=== Objective ===
Count the lines in the material that contain the string "polo", treating uppercase and lowercase as different, and give only the number.

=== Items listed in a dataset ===
-----
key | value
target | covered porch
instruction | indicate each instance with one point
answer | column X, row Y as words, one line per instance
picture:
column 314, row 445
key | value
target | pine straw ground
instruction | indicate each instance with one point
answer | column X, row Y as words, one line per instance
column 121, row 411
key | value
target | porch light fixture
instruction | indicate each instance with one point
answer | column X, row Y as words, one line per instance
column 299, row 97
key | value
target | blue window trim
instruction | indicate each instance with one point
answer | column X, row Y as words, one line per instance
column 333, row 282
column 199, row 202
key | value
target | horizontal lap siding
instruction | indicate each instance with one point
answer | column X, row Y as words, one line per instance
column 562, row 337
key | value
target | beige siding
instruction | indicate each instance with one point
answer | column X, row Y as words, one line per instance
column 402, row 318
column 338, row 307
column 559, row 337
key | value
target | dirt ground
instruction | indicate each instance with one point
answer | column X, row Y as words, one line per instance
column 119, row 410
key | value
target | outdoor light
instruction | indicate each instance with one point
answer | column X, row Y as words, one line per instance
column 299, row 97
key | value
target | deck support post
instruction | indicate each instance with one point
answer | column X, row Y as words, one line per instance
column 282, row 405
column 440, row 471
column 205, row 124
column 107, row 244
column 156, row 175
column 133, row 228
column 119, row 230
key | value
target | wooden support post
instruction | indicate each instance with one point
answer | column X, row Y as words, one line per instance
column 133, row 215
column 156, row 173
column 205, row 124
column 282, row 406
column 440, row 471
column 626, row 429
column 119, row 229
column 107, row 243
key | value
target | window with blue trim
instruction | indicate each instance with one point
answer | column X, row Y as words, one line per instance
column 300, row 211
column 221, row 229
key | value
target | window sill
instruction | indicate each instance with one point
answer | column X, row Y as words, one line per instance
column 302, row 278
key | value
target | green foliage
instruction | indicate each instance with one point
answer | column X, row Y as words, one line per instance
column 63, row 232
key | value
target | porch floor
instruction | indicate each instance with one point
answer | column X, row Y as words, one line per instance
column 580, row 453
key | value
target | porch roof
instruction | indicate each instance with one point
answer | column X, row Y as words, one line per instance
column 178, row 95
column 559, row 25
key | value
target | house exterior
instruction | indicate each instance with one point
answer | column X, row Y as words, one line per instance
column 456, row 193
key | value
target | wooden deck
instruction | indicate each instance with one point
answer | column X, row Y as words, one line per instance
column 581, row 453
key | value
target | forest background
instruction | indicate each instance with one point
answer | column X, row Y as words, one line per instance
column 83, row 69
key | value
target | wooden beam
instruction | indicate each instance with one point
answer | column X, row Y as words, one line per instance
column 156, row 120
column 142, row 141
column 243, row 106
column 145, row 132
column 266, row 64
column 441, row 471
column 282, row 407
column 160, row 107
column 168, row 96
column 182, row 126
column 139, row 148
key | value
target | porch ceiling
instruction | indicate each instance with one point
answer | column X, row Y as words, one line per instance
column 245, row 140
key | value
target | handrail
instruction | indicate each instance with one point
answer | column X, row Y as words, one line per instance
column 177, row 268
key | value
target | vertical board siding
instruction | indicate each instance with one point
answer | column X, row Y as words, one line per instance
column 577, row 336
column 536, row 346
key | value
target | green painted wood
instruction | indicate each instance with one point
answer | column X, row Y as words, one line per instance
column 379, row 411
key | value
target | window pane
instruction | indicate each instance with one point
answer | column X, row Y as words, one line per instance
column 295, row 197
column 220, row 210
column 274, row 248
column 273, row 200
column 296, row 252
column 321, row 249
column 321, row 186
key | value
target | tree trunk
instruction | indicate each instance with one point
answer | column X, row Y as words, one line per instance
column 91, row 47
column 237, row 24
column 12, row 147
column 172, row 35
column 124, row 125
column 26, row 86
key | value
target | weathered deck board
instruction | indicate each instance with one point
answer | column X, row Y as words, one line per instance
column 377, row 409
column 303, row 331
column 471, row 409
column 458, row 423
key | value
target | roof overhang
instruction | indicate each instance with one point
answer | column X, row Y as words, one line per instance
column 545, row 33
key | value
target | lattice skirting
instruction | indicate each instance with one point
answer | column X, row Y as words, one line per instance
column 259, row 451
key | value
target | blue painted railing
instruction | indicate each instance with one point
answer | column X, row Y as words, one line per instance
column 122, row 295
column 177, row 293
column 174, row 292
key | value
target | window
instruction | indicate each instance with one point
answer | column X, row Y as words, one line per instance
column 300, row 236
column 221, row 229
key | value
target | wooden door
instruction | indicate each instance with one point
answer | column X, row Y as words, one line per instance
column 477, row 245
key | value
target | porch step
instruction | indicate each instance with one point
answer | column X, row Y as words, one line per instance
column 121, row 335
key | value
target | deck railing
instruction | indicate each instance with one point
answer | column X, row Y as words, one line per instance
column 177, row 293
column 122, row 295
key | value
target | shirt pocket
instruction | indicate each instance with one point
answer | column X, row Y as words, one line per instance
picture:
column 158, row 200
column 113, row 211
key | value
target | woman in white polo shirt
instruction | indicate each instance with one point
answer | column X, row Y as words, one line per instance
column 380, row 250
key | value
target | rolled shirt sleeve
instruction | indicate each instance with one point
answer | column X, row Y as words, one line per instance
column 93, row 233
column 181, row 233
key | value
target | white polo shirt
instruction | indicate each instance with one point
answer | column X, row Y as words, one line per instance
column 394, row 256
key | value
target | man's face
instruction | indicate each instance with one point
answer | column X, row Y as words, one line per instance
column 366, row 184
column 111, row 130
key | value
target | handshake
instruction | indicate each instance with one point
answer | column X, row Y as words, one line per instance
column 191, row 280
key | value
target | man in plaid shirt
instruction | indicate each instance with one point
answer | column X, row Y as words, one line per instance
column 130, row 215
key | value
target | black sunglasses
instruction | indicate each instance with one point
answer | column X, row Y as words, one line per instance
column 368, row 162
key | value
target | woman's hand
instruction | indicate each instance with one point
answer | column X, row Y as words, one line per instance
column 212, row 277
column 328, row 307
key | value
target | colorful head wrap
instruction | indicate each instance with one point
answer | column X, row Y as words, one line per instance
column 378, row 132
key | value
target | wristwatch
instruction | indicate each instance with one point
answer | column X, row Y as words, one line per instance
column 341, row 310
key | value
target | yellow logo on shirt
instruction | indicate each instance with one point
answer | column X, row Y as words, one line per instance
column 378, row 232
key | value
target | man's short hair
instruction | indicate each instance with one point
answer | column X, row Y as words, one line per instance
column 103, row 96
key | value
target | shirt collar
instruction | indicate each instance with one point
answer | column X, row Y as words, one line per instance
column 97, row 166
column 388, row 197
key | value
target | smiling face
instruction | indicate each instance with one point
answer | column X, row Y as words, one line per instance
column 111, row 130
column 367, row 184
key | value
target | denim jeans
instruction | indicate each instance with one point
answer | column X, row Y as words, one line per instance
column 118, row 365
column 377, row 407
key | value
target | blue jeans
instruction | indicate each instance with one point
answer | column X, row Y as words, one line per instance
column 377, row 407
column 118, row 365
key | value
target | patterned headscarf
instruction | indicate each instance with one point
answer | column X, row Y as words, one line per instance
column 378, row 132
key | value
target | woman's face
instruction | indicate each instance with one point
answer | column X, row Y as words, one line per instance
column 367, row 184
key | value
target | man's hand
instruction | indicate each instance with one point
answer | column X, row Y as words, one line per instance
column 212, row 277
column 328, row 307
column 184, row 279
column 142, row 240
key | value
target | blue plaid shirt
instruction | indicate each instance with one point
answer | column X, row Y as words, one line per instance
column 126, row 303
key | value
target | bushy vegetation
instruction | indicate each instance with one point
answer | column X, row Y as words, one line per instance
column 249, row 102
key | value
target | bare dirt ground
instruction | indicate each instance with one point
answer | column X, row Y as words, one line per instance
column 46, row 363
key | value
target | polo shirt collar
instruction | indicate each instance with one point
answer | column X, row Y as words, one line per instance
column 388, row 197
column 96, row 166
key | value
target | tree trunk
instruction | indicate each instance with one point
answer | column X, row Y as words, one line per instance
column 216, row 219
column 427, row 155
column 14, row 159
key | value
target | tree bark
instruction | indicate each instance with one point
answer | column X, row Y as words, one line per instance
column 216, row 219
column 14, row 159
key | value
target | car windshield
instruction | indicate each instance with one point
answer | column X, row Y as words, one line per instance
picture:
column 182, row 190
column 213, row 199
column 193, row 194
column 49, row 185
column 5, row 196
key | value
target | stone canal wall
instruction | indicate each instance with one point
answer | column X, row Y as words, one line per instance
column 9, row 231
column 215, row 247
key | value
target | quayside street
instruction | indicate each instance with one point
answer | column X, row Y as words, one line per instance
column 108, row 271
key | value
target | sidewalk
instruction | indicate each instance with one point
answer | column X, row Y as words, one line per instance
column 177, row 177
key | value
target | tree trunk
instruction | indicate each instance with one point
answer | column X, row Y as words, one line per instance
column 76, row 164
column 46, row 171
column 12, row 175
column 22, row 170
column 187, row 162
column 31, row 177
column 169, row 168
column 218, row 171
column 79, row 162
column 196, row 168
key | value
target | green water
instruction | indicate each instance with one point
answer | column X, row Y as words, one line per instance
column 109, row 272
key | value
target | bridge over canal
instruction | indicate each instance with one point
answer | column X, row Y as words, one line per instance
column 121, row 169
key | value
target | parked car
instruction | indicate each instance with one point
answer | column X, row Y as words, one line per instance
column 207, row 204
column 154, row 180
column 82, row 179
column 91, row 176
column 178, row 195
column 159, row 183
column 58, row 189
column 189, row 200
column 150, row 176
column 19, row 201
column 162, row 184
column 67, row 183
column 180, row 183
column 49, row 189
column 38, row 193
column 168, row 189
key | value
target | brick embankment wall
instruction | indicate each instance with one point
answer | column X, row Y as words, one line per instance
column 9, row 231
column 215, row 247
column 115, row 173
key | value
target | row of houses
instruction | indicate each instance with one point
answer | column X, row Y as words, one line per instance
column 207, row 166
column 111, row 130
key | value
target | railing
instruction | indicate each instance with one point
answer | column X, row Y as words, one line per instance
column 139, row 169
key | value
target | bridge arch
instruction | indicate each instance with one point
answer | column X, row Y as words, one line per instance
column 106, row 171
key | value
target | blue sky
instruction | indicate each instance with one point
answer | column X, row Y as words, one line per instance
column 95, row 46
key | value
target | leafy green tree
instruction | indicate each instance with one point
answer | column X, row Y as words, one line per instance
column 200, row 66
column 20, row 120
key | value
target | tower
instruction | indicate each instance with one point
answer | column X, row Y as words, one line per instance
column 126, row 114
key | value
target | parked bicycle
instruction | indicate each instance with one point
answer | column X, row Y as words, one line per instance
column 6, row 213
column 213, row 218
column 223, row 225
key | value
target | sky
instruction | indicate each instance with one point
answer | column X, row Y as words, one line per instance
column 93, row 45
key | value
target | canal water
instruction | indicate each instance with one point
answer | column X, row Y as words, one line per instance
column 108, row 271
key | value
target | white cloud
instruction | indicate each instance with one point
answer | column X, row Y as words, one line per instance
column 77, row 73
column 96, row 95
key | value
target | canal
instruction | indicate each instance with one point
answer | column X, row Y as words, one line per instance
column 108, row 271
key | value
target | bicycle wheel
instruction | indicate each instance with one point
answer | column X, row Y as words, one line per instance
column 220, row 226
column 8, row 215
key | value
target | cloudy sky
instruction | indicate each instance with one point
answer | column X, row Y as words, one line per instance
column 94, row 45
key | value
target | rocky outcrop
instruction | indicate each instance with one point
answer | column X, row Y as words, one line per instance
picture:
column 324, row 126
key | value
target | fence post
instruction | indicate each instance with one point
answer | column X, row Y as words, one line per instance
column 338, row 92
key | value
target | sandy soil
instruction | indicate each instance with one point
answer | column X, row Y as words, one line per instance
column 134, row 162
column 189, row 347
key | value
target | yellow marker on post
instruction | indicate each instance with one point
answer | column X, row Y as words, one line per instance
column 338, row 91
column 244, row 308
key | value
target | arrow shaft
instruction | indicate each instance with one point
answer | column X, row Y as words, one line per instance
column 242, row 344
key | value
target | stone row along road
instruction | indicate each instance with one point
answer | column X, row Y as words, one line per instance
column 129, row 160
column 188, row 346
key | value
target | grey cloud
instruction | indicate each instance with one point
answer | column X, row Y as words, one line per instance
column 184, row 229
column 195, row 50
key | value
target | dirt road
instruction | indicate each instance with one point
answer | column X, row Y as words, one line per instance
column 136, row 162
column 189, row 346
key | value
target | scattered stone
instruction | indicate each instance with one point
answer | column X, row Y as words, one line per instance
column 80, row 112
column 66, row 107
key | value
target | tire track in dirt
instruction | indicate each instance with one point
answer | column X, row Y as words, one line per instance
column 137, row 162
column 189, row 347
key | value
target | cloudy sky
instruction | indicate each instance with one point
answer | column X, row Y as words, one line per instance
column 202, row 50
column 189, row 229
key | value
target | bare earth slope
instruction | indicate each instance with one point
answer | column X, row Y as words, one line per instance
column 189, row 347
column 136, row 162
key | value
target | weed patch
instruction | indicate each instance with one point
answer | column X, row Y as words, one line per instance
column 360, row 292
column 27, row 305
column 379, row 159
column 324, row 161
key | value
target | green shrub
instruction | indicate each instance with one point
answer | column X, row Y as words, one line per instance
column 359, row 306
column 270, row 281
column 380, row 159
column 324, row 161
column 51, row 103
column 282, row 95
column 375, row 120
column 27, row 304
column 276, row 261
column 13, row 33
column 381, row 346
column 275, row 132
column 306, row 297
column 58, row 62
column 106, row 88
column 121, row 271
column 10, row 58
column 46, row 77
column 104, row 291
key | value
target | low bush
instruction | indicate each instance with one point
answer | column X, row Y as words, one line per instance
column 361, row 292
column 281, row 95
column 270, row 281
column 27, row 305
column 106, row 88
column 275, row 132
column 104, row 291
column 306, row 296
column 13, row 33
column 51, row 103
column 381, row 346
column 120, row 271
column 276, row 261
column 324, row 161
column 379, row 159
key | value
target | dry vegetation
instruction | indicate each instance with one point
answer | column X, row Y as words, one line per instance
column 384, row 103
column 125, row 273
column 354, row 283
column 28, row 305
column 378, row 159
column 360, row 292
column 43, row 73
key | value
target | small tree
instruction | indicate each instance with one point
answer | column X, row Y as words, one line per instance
-----
=== Reply ===
3